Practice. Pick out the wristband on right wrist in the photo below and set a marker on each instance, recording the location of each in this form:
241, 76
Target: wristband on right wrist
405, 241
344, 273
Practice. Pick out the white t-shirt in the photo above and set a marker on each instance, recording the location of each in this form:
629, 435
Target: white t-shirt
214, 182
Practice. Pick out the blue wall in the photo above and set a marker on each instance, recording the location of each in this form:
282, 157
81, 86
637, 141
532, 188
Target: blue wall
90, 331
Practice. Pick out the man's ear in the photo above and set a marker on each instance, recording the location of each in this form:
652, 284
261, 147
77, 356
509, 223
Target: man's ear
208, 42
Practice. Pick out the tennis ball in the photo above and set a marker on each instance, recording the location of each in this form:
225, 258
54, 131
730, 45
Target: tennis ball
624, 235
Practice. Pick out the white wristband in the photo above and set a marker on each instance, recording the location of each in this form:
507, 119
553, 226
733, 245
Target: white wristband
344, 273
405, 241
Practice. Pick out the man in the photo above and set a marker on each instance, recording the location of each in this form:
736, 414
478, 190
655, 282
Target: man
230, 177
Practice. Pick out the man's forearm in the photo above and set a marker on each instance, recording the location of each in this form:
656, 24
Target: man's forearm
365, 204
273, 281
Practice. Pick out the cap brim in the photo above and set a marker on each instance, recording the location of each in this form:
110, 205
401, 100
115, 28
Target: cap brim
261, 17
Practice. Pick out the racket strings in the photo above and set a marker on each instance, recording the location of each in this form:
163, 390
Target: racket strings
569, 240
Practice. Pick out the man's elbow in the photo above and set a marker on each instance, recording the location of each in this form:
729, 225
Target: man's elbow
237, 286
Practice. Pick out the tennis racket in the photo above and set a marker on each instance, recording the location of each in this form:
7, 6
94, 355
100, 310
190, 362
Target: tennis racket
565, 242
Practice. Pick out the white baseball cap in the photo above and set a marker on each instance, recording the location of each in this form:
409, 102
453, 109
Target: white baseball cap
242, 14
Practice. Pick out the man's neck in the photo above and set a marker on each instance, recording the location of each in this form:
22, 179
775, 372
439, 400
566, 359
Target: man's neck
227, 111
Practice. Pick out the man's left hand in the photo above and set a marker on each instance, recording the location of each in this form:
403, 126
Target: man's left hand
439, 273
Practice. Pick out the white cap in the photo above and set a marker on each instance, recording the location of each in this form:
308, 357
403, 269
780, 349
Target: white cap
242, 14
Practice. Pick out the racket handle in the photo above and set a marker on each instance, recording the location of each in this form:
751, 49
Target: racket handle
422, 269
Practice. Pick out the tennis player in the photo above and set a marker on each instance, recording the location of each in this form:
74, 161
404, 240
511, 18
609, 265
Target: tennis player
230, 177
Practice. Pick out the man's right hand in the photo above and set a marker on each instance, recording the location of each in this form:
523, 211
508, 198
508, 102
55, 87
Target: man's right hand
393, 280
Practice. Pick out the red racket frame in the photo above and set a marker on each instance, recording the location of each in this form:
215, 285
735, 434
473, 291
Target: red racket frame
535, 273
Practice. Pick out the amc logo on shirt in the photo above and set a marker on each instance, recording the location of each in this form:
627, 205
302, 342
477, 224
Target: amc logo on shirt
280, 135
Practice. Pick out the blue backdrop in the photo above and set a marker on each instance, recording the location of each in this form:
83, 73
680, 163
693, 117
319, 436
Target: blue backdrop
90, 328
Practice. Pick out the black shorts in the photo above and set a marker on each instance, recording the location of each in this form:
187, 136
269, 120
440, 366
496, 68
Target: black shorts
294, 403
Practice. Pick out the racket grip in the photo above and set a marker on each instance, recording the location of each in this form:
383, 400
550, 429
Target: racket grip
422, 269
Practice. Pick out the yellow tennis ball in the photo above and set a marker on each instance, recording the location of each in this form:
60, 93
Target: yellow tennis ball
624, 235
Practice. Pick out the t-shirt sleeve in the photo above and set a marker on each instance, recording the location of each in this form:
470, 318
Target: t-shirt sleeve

> [TO BE DONE]: Take the line holding "Practice. Pick out the racket grip" and all lines after it through the end of the data, and set them down exactly.

> [RESULT OF THIS EXERCISE]:
Practice. Pick out the racket grip in the photo above and set a marker on each instance, recording the location of each in this form:
383, 400
550, 429
Target: racket grip
422, 269
Practice. Pick out the yellow tennis ball in the photo above and set a marker on each instance, recording the location of each in this form:
60, 93
Target: yellow tennis ball
624, 235
Practice. Pick out the t-shirt sleeve in the photo above and set a marker on each instance, recording the location of each in this form:
470, 318
Target: t-shirt sleeve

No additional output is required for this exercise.